Problem to work on: Could you return verbatim the lines starting at the one that contains "Pick out the adult" and ending after the one that contains "200 114 224 143"?

• • • •

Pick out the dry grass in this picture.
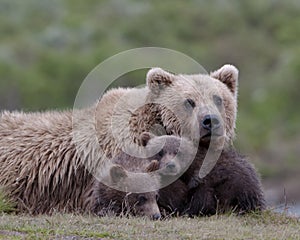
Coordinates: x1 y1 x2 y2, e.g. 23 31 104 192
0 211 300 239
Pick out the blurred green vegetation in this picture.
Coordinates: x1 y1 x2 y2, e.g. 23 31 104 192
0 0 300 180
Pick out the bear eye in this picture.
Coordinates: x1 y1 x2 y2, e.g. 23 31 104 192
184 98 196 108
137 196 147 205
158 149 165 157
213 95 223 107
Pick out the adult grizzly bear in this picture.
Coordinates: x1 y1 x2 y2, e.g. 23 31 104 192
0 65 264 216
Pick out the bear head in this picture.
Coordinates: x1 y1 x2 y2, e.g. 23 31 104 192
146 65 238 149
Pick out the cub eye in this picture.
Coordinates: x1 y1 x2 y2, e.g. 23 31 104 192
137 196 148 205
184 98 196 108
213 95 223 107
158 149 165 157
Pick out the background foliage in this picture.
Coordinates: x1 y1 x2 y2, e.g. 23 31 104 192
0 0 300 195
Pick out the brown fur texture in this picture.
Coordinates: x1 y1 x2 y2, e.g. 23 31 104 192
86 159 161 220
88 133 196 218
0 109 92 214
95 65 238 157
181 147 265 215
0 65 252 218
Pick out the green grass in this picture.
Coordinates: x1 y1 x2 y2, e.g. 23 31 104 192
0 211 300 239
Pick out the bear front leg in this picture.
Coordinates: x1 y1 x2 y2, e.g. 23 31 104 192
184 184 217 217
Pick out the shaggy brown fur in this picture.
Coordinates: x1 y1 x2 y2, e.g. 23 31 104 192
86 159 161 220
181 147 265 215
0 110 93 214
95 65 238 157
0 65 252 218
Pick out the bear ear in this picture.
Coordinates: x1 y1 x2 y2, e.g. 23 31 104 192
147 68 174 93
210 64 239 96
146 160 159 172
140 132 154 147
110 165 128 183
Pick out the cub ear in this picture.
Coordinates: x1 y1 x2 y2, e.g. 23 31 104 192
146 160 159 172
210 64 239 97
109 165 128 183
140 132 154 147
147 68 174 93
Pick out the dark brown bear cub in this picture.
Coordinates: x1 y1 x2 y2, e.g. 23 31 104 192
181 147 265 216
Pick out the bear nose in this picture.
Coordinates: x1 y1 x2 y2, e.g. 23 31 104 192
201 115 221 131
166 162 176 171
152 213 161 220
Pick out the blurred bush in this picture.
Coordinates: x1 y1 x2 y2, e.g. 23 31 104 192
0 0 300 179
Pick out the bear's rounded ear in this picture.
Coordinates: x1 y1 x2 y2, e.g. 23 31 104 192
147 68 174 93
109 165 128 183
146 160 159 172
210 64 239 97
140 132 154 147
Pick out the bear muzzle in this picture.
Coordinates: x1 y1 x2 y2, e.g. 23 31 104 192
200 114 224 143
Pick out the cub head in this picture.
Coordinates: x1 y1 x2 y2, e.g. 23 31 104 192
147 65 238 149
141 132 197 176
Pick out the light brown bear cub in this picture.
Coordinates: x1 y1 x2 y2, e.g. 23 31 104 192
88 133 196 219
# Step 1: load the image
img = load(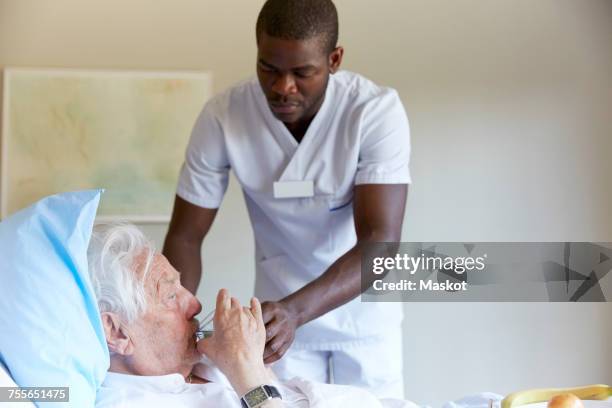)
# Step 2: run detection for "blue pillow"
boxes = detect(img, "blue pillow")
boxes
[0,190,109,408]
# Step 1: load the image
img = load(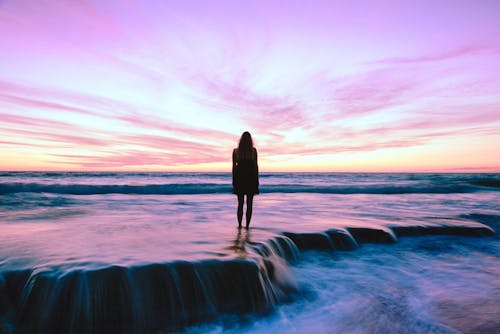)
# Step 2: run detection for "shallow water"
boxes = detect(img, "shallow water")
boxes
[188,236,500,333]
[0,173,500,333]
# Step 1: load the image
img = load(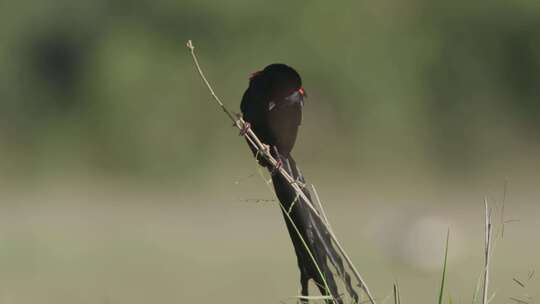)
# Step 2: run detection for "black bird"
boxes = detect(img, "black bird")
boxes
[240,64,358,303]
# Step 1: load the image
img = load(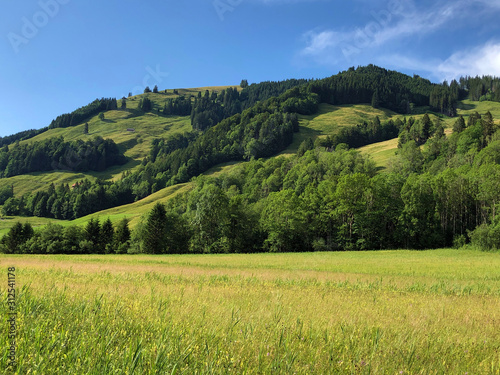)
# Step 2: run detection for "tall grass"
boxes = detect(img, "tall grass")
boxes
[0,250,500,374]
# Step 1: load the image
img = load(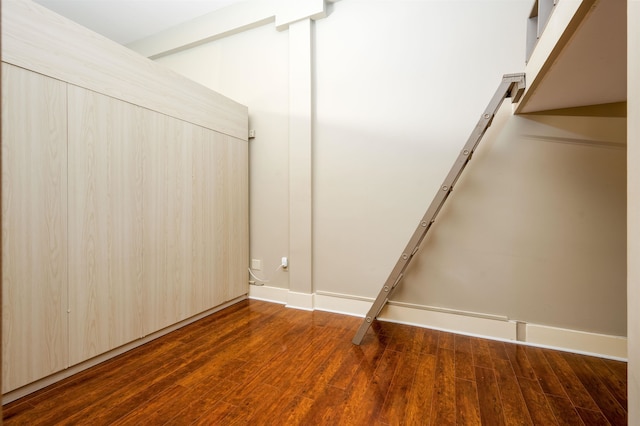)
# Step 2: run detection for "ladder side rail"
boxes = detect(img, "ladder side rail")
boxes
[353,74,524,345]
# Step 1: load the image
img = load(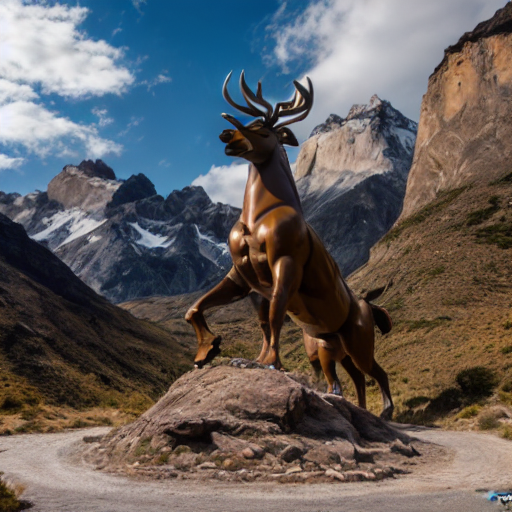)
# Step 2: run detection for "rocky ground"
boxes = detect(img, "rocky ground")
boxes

• • • •

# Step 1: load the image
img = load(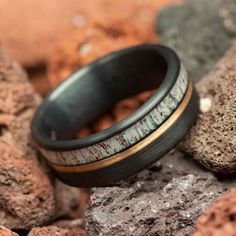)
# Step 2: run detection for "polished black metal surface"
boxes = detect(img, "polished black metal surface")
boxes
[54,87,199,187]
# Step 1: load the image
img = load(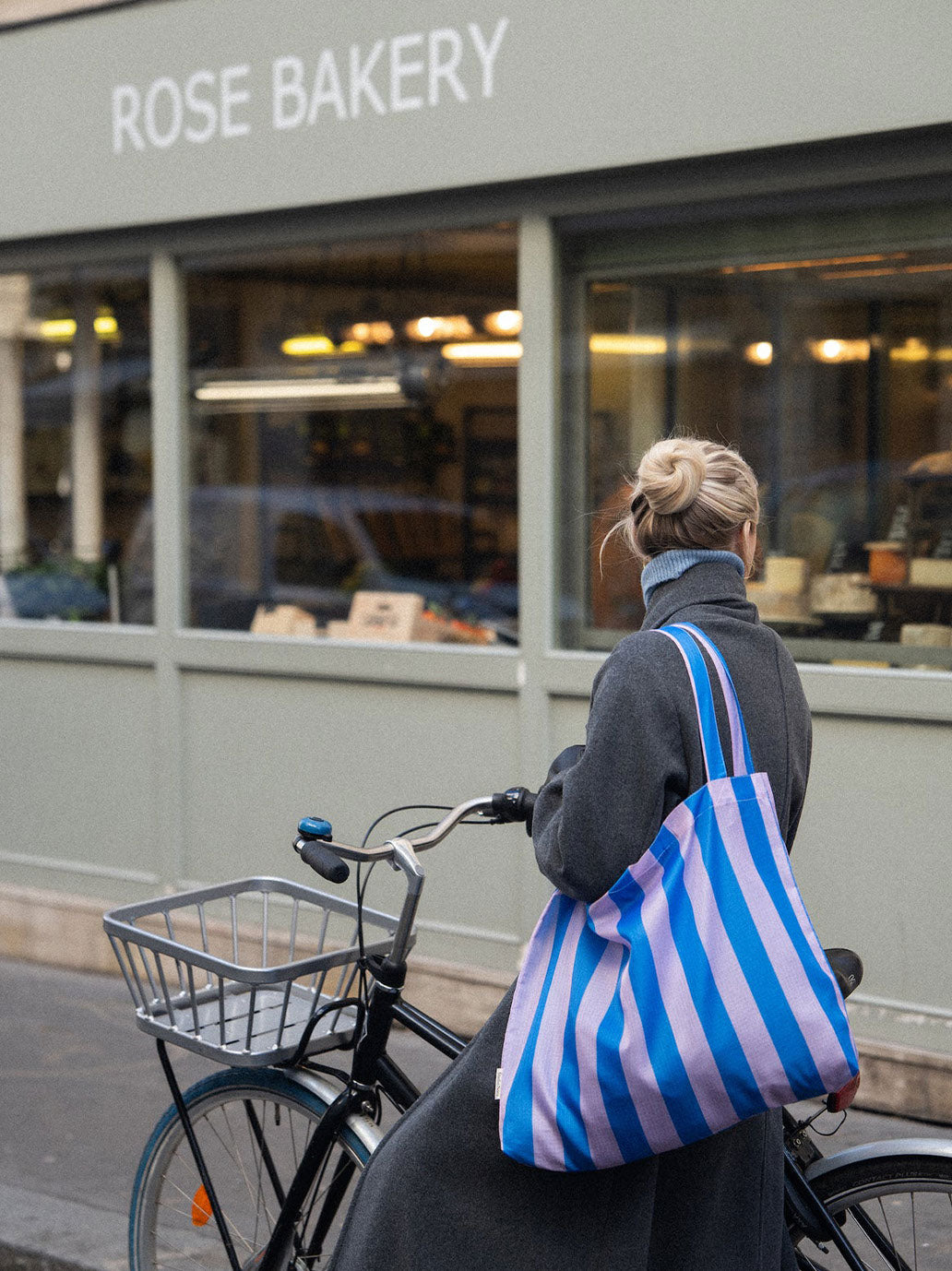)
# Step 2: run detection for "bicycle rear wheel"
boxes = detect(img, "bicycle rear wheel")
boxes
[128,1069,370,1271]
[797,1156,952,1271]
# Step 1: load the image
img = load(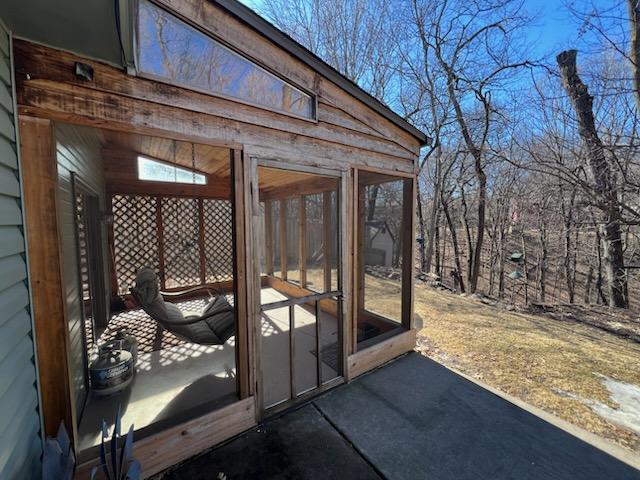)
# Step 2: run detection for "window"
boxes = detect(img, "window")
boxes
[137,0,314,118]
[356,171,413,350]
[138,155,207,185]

• • • •

Complete output:
Pick out the adult grizzly bear in this picture.
Coordinates: x1 y1 x2 y2, e.g. 23 31 104 192
0 65 264 216
Pick out the bear head in this picture.
Coordinates: x1 y1 x2 y2, e.g. 23 31 104 192
146 65 238 149
Pick out the cub eye in this picture.
Coordinates: x1 y1 x2 y2, e.g. 23 31 104 192
137 196 148 205
184 98 196 108
213 95 223 107
158 149 165 157
Pick out the background foliage in this picture.
Coordinates: x1 y1 x2 y2, e.g. 23 31 104 192
0 0 300 195
Pick out the brown fur texture in this picture.
Coordinates: x1 y1 x2 y2, e.g. 23 31 104 192
86 159 161 220
88 133 196 218
0 109 92 214
95 65 238 157
181 147 265 215
0 65 252 218
Pick out the green grass in this picture.
Coordinates: x1 y1 x2 y2, e.g. 23 31 104 192
0 211 300 239
Pick out the bear front leg in this picture.
Coordinates: x1 y1 x2 y2, e.g. 23 31 104 192
184 184 217 217
Pick out the shaggy brown fur in this picture.
Coordinates: x1 y1 x2 y2, e.g. 23 31 104 192
86 159 161 220
181 147 265 215
0 110 93 214
95 65 238 157
0 65 252 218
Pick out the bear ear in this picture.
Coordinates: x1 y1 x2 y2, e.g. 23 31 104 192
147 68 174 93
210 64 239 96
146 160 159 172
140 132 154 147
110 165 128 183
Pick out the cub ear in this picture.
Coordinates: x1 y1 x2 y2, e.g. 23 31 104 192
146 160 159 172
210 64 239 97
109 165 128 183
140 132 154 147
147 68 174 93
Pick out the dark brown bear cub in this picture.
Coordinates: x1 y1 x2 y2, e.g. 23 31 104 192
181 147 265 216
Pick out the bear nose in this picture.
Coordinates: x1 y1 x2 y2, e.g. 23 31 104 192
201 115 221 131
166 162 176 171
152 213 161 220
Pick out the blurred bush in this picture.
Coordinates: x1 y1 x2 y2, e.g. 23 31 104 192
0 0 300 179
Pick out the bear's rounded ear in this picture.
Coordinates: x1 y1 x2 y2, e.g. 23 31 104 192
147 68 174 93
109 165 128 183
146 160 159 172
210 64 239 97
140 132 154 147
Pick out the bear muzzle in this picture.
Coordinates: x1 y1 x2 y2, e.g. 23 31 104 192
200 114 224 143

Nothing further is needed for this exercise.